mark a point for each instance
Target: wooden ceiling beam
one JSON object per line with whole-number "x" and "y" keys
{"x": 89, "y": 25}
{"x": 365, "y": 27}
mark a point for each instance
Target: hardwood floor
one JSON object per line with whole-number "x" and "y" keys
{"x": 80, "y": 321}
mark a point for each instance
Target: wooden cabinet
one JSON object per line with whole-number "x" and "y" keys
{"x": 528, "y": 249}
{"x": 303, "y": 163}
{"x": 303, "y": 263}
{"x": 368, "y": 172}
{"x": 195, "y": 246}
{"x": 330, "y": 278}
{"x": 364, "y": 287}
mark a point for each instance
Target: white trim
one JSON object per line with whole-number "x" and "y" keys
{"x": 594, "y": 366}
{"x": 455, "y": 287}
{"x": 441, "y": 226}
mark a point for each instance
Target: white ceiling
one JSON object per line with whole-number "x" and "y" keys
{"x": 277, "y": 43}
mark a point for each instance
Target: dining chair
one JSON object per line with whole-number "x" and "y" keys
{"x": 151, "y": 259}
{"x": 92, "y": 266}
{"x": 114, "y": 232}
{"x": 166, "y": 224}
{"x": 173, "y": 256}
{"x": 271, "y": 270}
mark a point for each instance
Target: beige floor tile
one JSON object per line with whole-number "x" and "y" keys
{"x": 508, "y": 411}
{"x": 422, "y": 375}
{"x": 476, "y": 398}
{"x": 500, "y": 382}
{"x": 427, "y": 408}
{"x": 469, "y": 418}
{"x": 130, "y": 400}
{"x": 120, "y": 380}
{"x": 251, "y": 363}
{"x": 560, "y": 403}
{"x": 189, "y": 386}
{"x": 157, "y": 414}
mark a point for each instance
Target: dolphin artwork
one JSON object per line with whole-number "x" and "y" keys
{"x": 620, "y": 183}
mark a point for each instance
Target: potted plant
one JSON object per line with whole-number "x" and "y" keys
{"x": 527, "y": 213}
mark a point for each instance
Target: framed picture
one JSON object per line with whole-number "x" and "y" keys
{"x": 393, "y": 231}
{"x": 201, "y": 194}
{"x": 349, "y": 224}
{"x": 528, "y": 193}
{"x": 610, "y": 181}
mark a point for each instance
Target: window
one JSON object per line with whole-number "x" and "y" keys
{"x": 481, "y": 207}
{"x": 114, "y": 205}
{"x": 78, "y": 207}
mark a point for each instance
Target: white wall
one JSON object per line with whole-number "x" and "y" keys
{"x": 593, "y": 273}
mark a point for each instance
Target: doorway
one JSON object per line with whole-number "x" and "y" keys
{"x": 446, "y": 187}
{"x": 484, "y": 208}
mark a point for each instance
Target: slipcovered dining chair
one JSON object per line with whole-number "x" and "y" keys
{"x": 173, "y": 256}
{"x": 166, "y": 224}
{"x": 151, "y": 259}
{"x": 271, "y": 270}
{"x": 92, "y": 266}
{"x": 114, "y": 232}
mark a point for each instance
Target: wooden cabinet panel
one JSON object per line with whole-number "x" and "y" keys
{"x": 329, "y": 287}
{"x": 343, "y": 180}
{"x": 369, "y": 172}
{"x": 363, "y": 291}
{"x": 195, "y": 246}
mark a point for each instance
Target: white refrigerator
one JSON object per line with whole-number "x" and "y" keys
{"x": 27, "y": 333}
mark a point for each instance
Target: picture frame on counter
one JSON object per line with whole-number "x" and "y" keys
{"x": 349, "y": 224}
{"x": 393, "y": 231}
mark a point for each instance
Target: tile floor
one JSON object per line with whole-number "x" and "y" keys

Short exercise - Copy out all of the records shown above exactly.

Exercise result -
mark a point for each instance
Target: wooden ceiling beam
one JSON object per line with whole-number "x" and "y" keys
{"x": 89, "y": 25}
{"x": 365, "y": 27}
mark a point for each instance
Target: hardwood floor
one JSON object per line with whole-number "x" and "y" keys
{"x": 80, "y": 321}
mark a point for each instance
Target: wooden cabinet
one JSON object per line with whole-number "x" and "y" keys
{"x": 528, "y": 249}
{"x": 303, "y": 163}
{"x": 303, "y": 263}
{"x": 368, "y": 172}
{"x": 195, "y": 246}
{"x": 330, "y": 278}
{"x": 364, "y": 287}
mark a point for each instance
Target: white trim
one JSON object per line with whole-number "x" and "y" keys
{"x": 594, "y": 366}
{"x": 455, "y": 287}
{"x": 441, "y": 226}
mark a point for each instance
Target: white ceiling
one JSON object per line with whole-number "x" and "y" keys
{"x": 277, "y": 43}
mark a point for each instance
Target: dining chair
one JSON object per line with whole-number "x" and "y" keys
{"x": 151, "y": 259}
{"x": 92, "y": 266}
{"x": 114, "y": 232}
{"x": 166, "y": 224}
{"x": 173, "y": 256}
{"x": 271, "y": 270}
mark a point for each instance
Target: beige floor tile
one JSON object per line with whole-number "x" and "y" keys
{"x": 508, "y": 411}
{"x": 422, "y": 375}
{"x": 476, "y": 398}
{"x": 500, "y": 382}
{"x": 427, "y": 408}
{"x": 469, "y": 418}
{"x": 130, "y": 400}
{"x": 120, "y": 380}
{"x": 251, "y": 363}
{"x": 560, "y": 403}
{"x": 189, "y": 386}
{"x": 157, "y": 414}
mark a point for each instance
Target: dolphin artwork
one JSON object per line with whole-number "x" and "y" keys
{"x": 620, "y": 183}
mark a point for each instance
Target: potted plant
one JSON object per line with whole-number "x" and "y" keys
{"x": 527, "y": 213}
mark a point for each instance
Target: framed picture
one JSON object per line with whole-number "x" and "y" keys
{"x": 393, "y": 231}
{"x": 201, "y": 194}
{"x": 349, "y": 224}
{"x": 528, "y": 193}
{"x": 610, "y": 181}
mark a point for each instance
Target: window
one JSON object per line with whole-number "x" and "y" keys
{"x": 481, "y": 207}
{"x": 114, "y": 205}
{"x": 78, "y": 207}
mark a point for each instance
Target: white wall
one JSON object per line with whole-number "x" and "y" keys
{"x": 593, "y": 273}
mark a point for each instance
Target: doorway
one JSON object per line with whole-number "x" and "y" keys
{"x": 446, "y": 187}
{"x": 484, "y": 208}
mark a point for each instance
Target: slipcovered dining chair
one JSON object per line with whole-number "x" and "y" keys
{"x": 173, "y": 256}
{"x": 166, "y": 224}
{"x": 151, "y": 259}
{"x": 271, "y": 270}
{"x": 92, "y": 266}
{"x": 114, "y": 232}
mark a point for each instance
Target: wooden cabinet panel
one JSON object per line with whole-number "x" and "y" keys
{"x": 329, "y": 287}
{"x": 343, "y": 180}
{"x": 369, "y": 172}
{"x": 363, "y": 291}
{"x": 195, "y": 246}
mark a point for each instance
Target: white refrigerator
one JSON object per line with whole-number "x" and "y" keys
{"x": 27, "y": 333}
mark a point for each instance
Target: picture frame on counter
one JSON object per line with whole-number "x" and "y" keys
{"x": 349, "y": 224}
{"x": 393, "y": 231}
mark a point for each instance
Target: tile floor
one JSON object per line with whole-number "x" and "y" keys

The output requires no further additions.